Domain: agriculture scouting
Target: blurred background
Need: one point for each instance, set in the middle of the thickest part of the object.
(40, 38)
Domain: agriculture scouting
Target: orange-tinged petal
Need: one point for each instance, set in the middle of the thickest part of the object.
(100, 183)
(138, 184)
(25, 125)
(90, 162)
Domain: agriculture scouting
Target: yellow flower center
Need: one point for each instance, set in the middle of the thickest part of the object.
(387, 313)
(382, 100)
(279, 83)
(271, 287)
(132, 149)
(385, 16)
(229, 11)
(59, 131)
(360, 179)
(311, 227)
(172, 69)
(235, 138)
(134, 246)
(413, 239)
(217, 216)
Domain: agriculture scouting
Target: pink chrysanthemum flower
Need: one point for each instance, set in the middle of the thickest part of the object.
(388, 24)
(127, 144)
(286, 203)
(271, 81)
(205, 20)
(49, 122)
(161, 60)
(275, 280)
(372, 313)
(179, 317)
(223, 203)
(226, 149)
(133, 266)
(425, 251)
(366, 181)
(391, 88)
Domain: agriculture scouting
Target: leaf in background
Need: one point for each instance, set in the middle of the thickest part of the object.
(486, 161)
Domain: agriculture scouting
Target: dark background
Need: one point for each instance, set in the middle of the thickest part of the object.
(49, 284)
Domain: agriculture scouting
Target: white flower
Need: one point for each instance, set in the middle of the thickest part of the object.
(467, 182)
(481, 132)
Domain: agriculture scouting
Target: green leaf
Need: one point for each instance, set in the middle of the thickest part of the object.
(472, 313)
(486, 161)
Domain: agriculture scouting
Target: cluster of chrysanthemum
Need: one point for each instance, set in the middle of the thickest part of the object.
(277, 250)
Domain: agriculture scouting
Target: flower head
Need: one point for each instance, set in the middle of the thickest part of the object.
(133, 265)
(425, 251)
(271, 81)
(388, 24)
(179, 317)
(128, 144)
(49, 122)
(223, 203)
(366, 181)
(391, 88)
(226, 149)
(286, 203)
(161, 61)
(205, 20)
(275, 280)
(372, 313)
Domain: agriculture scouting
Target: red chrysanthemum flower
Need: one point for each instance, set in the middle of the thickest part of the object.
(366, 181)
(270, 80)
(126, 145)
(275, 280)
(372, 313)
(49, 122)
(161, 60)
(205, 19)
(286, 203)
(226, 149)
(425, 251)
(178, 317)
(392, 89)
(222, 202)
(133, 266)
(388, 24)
..............................
◆ THE TASK: Identify each line of the items above that contains the word "chrysanthemum", and copy every such line in full.

◆ SOLUTION TO THE PROBLEM:
Target: pink chrysanthemum flower
Target: cluster of chrysanthemum
Target: red chrysanthemum flower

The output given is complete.